*Records provided*:
+-------+

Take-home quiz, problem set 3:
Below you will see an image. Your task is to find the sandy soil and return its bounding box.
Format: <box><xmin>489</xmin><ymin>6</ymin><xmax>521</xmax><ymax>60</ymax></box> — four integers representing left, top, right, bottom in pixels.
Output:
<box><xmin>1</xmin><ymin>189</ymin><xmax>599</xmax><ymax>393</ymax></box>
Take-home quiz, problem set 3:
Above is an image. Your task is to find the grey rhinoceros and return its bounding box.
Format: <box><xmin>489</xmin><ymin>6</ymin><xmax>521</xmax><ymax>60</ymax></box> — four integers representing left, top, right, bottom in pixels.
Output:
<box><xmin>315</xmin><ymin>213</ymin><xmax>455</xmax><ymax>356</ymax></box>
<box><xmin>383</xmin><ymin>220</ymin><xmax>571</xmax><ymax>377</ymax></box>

+-------+

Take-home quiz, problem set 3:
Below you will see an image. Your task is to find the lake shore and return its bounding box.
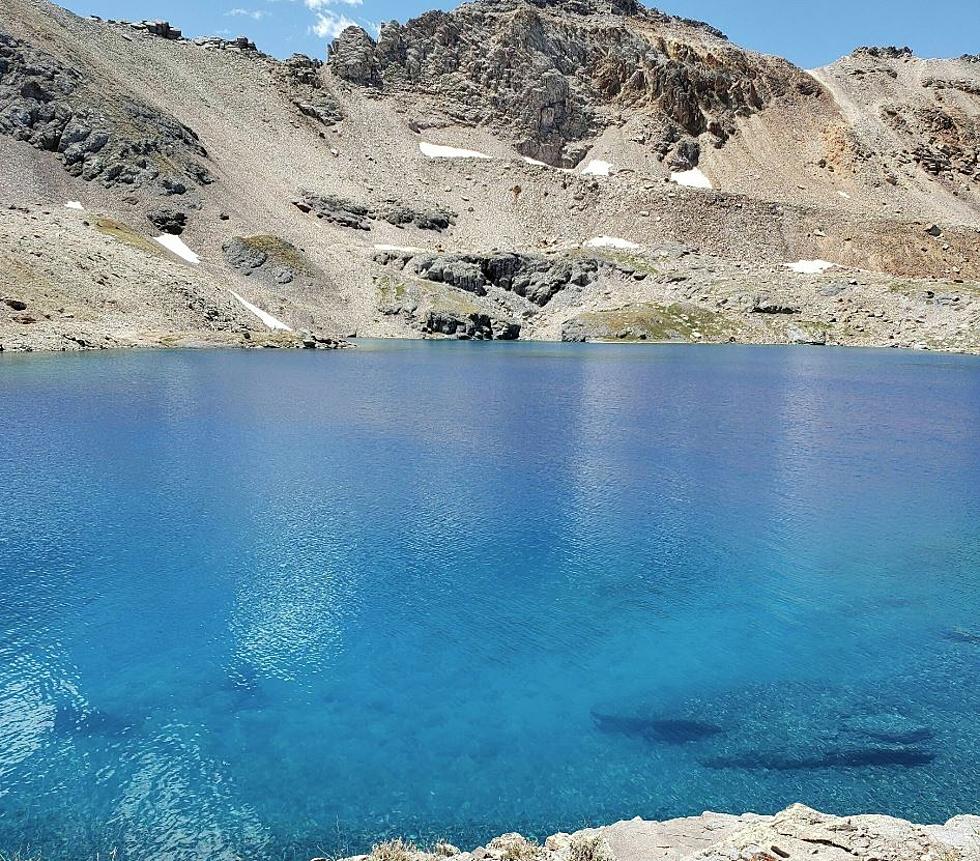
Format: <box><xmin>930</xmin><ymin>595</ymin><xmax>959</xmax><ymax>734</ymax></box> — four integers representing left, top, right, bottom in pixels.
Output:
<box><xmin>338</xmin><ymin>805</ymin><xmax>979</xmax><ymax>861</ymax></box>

+-------+

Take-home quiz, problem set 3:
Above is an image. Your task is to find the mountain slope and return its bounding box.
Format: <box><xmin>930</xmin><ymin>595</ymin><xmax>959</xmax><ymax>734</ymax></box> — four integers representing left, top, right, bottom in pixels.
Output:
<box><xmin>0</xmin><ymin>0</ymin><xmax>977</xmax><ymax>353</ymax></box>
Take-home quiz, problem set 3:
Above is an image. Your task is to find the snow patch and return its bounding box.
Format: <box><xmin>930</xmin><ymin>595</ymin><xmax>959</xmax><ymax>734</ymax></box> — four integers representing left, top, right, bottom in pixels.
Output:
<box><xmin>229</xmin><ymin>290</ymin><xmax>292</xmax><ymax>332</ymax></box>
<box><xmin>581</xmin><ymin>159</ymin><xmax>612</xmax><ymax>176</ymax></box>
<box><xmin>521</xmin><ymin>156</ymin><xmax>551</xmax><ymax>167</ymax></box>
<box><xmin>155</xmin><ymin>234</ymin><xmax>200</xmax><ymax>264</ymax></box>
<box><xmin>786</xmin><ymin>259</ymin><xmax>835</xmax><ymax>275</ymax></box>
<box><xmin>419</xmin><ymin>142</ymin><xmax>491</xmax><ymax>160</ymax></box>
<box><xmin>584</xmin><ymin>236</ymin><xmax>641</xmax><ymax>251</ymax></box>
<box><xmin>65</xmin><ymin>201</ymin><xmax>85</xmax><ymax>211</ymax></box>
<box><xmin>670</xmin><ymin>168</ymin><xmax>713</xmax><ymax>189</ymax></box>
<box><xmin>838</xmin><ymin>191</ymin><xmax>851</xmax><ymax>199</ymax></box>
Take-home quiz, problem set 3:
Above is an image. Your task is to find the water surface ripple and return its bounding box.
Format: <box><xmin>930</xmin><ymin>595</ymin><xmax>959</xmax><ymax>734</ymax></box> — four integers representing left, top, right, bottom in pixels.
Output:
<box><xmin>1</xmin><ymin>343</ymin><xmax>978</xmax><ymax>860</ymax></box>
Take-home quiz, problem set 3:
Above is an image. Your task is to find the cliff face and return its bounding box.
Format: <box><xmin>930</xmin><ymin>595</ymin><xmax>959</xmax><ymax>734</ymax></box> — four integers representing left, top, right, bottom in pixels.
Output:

+-------+

*Exercise requirements*: Could you retype exactly the lines above, starting at the line that contains "Above is an image. Your task is to find the mountain" and ending at the line that contains "Above is an image. Your task is to find the snow", and nothing more?

*Solution for this exercise*:
Above is an image. Your task is to find the mountain slope and return its bounding box.
Format: <box><xmin>930</xmin><ymin>595</ymin><xmax>959</xmax><ymax>734</ymax></box> — four integers representing left, top, right, bottom in pixels.
Output:
<box><xmin>0</xmin><ymin>0</ymin><xmax>977</xmax><ymax>353</ymax></box>
Take-home quiz, problem set 3:
Above is an image. Your task is to find the snow patch and return its bounding box.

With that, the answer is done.